Answer these from the inspection pricing thread:
(a) What does OpenSights charge for a camera inspection?
(b) How much did dhal22's first camera/locator purchase cost?
(c) What hourly rate does skoronesa give?

--- begin SUPPLIED TEXT ---

# Inspection Pricing



## Patriot88 (Jun 12, 2018)

Am I too low on my camera inspections at $300/ inspection? That covers everything up to 1 hr (including the drive), after that I bill an hourly rate. Don't want to be greedy at all, but also don't want to be too unreasonably low. Thanks


----------



## OpenSights (Mar 23, 2015)

I’m at $250 including location if needed. I’m mid-range in my area. $300 isn’t bad IMHO. My camera is WiFi, so no extra cost of a drive.


----------



## Patriot88 (Jun 12, 2018)

Oh, wow! That's awesome! Yeah, having the wifi is nice. How many do you do a month on average? 



OpenSights said:


> I’m at $250 including location if needed. I’m mid-range in my area. $300 isn’t bad IMHO. My camera is WiFi, so no extra cost of a drive.


----------



## OpenSights (Mar 23, 2015)

Patriot88 said:


> Oh, wow! That's awesome! Yeah, having the wifi is nice. How many do you do a month on average?


It really varies. 0-10? I have used it without changing before, for my own benefit.


----------



## dhal22 (Jul 30, 2010)

Expensive device and your knowledge of using it. $300 is fine.


----------



## Patriot88 (Jun 12, 2018)

I agree, but wanted to hear the general consensus. The way I see it, I need 2 inspections a month (minimum) at the above pricing to make the payment and put a hundred bucks in my pocket. I thought 2 a month would be a cake walk, but I'm second guessing that assumption. 



dhal22 said:


> Expensive device and your knowledge of using it. $300 is fine.


----------



## dhal22 (Jul 30, 2010)

My first camera/locator purchase was $6500 and it took about 10 months to do that much in camera work. But I was fortunate and had several large jobs occur.


----------



## Patriot88 (Jun 12, 2018)

Wow, so you were getting about 2 jobs a month then. Over a years time, would most say 2 a month is average?


----------



## MACPLUMB777 (Jun 18, 2008)

ELECTRIC EEL WETT SHOW SPECIAL 

In addition to the 5% discount on the Ace 2 camera for the WWETT show we will also be offering a FREE upgrade to the self-leveling camera.



Ace 2 -S/L show price is $5890.00 :biggrin:


----------



## jeffreyplumber (Dec 7, 2009)

300 sounds good adjust to your area . Youve allready got the machine you might be able drum up a lot of work just doing inspections for other plumbing contractors or Generals and real estate companys. Good luck its a big outlay but could work out real good


----------



## skoronesa (Oct 27, 2015)

We charge 250$ for the camera and that includes tracking by default but that is added to our hourly rate of 95$/hr so 350$ for camera if it only takes one hour. For tracking alone with only the pipefinder I don't think we have an additional charge other than the hourly rate.

--- end SUPPLIED TEXT ---
--- begin DATA SUPPLIED ---

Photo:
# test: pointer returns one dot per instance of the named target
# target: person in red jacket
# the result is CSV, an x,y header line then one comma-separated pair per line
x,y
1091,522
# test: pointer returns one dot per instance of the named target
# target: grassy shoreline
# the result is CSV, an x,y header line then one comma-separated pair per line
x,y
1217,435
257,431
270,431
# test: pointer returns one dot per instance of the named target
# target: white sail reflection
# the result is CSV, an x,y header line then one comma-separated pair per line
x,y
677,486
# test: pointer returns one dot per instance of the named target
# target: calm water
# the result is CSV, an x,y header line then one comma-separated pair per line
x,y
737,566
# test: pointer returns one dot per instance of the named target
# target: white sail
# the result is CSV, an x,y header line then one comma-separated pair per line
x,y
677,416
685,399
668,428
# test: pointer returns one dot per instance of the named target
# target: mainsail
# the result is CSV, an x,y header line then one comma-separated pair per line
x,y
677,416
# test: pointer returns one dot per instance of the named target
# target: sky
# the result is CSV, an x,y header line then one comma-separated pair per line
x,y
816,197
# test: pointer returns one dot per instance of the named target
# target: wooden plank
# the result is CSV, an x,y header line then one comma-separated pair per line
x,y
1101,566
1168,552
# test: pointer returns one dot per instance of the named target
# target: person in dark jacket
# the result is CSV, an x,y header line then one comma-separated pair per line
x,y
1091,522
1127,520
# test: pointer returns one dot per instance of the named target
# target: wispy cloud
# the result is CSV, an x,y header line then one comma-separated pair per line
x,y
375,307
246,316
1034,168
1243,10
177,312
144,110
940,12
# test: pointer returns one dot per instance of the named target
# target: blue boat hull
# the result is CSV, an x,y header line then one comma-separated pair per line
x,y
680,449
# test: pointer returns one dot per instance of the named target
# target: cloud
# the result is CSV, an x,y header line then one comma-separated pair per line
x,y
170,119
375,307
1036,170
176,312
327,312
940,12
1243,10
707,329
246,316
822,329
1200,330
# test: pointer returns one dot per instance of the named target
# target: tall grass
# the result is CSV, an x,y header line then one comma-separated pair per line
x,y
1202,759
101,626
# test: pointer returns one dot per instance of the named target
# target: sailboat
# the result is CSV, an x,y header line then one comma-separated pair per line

--- end DATA SUPPLIED ---

◆ TASK SOLUTION
(a) $250, including location if needed.
(b) $6500.
(c) $95 per hour.